## PROBLEM STATEMENT
Extend the page of jokes below by adding text that follows on from its final joke, the one about the brewery presidents.

A wife decides to take her husband, Dave, to a strip club for his birthday
They arrive at the club and the doorman says, “Hey, Dave! How ya doin’?” His wife is puzzled and asks if he’s been to this club before. “Oh no,” says Dave. “He’s on my bowling team.” When they are seated… A waitress asks Dave if he’d like his usual and brings over a Budweiser. His wife is becoming increasingly uncomfortable and says… “How did she know that you drink Budweiser?” “She’s in the Ladies Bowling League, honey. We share lanes with them.” A stripper then comes over to their table, throws her arms around Dave, and says:… “Hi Davey. Want your usual table dance, big boy?” Dave’s wife, now furious, grabs her purse and storms out of the club. Dave follows and spots her getting into a cab. Before she can slam the door, he jumps in beside her. He tries desperately to explain how the stripper must have mistaken him for someone else… But his wife is having none of it. She is screaming at him at the top of her lungs,… Calling him every name in the book. The cabby turns his head and says, “Looks like you picked up a real bitch tonight, Dave.”
This joke is about ghosts. You wanna hear it?
That's the spirit.
Joke
Job interviewer: “And where would you see yourself in five years’ time, Bob?" Bob: "Personally I believe my biggest weakness is in listening."
After the Beer Festival, all the brewery presidents decided to go out for a beer.
The guy from Corona sits down and says, "Hey Senor, I would like the world's best beer, a Corona." The bartender dusts off a bottle from the shelf and gives it to him. The guy from Budweiser says, "I'd like the best beer in the world, give me 'The King Of Beers', a Budweiser." The bartender gives him one. The guy from Coors says, "I'd like the only beer made with Rocky Mountain spring water, give me a Coors." He gets it. The guy from Guinness sits down and says, "Give me a Coke." The bartender is a little taken aback, but gives him what he ordered. The other brewery presidents look over at him and ask "Why aren't you drinking a Guinness?" and the Guinness president replies, "Well, I figured if you guys aren't drinking beer, neither would I."

## STORED DATA
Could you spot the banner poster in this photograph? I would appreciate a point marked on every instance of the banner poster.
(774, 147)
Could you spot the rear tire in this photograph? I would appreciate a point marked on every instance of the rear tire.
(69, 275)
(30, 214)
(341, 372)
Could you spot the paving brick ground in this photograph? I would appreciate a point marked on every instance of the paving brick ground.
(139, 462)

## RESULT FOR THIS EXERCISE
A neutron walks into a bar and asks the bartender “how much?”
The bartender replies "For you? No charge."
What’s the difference between a scientist and plumber?
The way they pronounce unionized
Wife: “I look fat. Can you give me a compliment?”
Husband: “You have perfect eyesight.”
I called my wife and told her that I’ll pick up Fish and Chips on the way from work. She didn’t respond.
She is still mad about the names I gave our kids.
I always keep a gun on my night stand in case of an intruder
so I can shoot myself instead of meeting new people
When I was a kid my dad use to always beat me with a camera
I still have flashbacks!
My Lesbian neighbours Eva and Julia asked me to help them conceive a child recently.
They said they wouldn’t mind if we did it the “old fashioned way” as they weren't man haters! For six months now we’ve been trying but I just don’t have the heart to tell them I had a vasectomy last year.
Her: Did you and your buddies experiment with sex and drugs when you were in school?
Me: Yes, but I was in the control group.